» GIVEN PROBLEM
Please copy out the listing below with every "bounding box" swapped for "frame" and nothing else changed, omitting the pictures.

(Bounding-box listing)
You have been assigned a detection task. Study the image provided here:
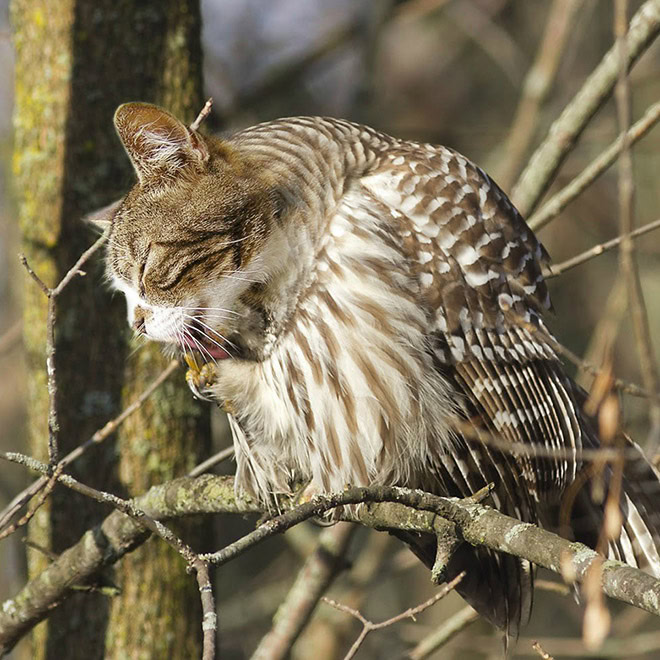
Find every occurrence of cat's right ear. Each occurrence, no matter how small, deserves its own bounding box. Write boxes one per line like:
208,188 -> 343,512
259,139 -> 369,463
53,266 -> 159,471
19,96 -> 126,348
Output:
115,103 -> 209,184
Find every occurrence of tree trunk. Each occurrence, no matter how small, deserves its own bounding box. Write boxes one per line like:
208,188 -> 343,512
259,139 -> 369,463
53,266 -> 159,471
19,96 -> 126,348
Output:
12,0 -> 209,659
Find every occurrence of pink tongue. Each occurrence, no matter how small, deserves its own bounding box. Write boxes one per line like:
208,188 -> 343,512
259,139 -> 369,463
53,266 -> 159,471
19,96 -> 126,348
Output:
182,337 -> 231,360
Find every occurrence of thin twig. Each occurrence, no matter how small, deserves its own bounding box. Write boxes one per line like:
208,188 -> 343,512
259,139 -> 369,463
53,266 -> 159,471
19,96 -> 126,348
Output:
251,522 -> 358,660
20,231 -> 108,466
50,231 -> 109,298
511,0 -> 660,216
322,571 -> 465,660
190,97 -> 213,131
614,0 -> 660,453
543,218 -> 660,280
516,316 -> 649,398
0,476 -> 660,653
192,559 -> 218,660
0,319 -> 23,356
494,0 -> 583,190
0,465 -> 62,540
527,101 -> 660,231
0,360 -> 179,530
408,605 -> 479,660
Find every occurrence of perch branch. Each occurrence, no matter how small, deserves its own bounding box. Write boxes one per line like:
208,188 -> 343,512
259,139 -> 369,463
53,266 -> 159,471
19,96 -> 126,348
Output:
0,474 -> 660,654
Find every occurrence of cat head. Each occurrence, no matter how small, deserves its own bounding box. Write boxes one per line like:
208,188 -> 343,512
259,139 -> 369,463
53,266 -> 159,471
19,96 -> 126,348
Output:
102,103 -> 282,361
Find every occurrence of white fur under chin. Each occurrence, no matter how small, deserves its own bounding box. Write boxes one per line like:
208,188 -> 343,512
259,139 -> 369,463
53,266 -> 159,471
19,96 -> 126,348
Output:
213,191 -> 461,503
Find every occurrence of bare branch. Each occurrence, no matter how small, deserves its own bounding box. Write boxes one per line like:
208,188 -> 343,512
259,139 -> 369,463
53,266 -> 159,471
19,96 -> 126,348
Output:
408,605 -> 479,660
190,98 -> 213,131
543,218 -> 660,280
527,101 -> 660,231
0,319 -> 23,356
0,360 -> 179,535
511,0 -> 660,216
323,571 -> 465,660
494,0 -> 583,190
614,0 -> 660,452
252,522 -> 357,660
192,559 -> 218,660
0,474 -> 660,652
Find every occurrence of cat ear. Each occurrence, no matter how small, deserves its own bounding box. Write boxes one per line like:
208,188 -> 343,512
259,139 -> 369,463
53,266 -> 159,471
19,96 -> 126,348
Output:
115,103 -> 209,184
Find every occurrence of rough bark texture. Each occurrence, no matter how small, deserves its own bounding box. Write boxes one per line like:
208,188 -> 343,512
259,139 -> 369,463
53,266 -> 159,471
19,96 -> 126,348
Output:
0,475 -> 660,657
12,0 -> 208,659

» EXERCISE RESPONSE
You have been assigned a detection task. Study the image provided here:
Find every occurrence of cat's right ear. Each occurrence, no matter how small, deserves its own frame. Write boxes one per line like:
208,188 -> 343,512
259,139 -> 369,463
53,266 -> 159,471
19,96 -> 126,348
Output:
115,103 -> 209,184
Find every occurrence of tree trunk. Each occurrence, no matter how small, deserves its own frame. Write boxes one per line like:
208,188 -> 343,512
259,139 -> 369,463
53,266 -> 159,471
19,96 -> 126,348
Output:
12,0 -> 209,659
Find every occurrence of pink tongue. Each occurrence, no matter how small, deserves its own frame. Write boxes one per line like:
208,188 -> 343,512
259,139 -> 369,463
53,266 -> 159,471
19,96 -> 126,348
Output:
182,337 -> 231,360
Find every occurrence of thin twig. Each occurrence, no matter how small, deserves its own frame. Write boxes one per line like:
208,188 -> 343,512
259,139 -> 369,463
53,266 -> 159,471
19,96 -> 126,348
Output:
251,522 -> 358,660
20,231 -> 108,466
50,231 -> 109,298
511,0 -> 660,216
322,571 -> 465,660
190,97 -> 213,131
614,0 -> 660,453
543,218 -> 660,280
516,316 -> 649,398
0,476 -> 660,653
192,559 -> 218,660
0,319 -> 23,356
494,0 -> 583,190
0,465 -> 62,540
527,101 -> 660,231
0,360 -> 179,530
408,605 -> 479,660
Find every occurrence of perch branch. Each occurrence, no matter how small, deserves its own frame. Write boxes one per line like:
208,188 -> 343,512
259,139 -> 369,463
53,266 -> 159,471
19,96 -> 126,348
Output:
0,474 -> 660,654
Find every occurrence of cat head. Each occurrence, no matter how small, deserves its own frame. Write boxes one per line like:
208,188 -> 343,512
259,139 -> 369,463
53,266 -> 159,471
19,96 -> 126,348
Output:
102,103 -> 282,361
Find every occurrence of white fur under chin. Each occurrence, no matter how small, deserves its own frame. Write boxes one per line like:
208,188 -> 343,512
259,139 -> 369,463
53,266 -> 159,471
19,96 -> 126,348
Output:
213,191 -> 461,503
Find every occurrence of bare branch. Each occurrence, no matter how small, deserves its own frame. Write boxes one per line like:
208,188 -> 343,512
259,139 -> 369,463
53,266 -> 159,471
19,96 -> 126,348
Output:
408,605 -> 479,660
190,98 -> 213,131
543,218 -> 660,280
527,101 -> 660,231
0,319 -> 23,356
0,360 -> 179,535
511,0 -> 660,216
323,571 -> 465,660
494,0 -> 583,190
614,0 -> 660,452
252,522 -> 357,660
192,559 -> 218,660
0,474 -> 660,652
Find every occurrence of cat ear. Each occurrence, no matter how small, deserves its own frame. Write boxes one per line like:
208,188 -> 343,512
259,139 -> 369,463
53,266 -> 159,471
19,96 -> 126,348
Output:
115,103 -> 209,184
Find every occurrence of rough bark texture. Each occurrence, no matter how small, deserves its own frame. Write boxes one per line like:
208,188 -> 343,512
259,139 -> 369,463
53,266 -> 159,471
19,96 -> 126,348
Output:
0,475 -> 660,657
12,0 -> 208,659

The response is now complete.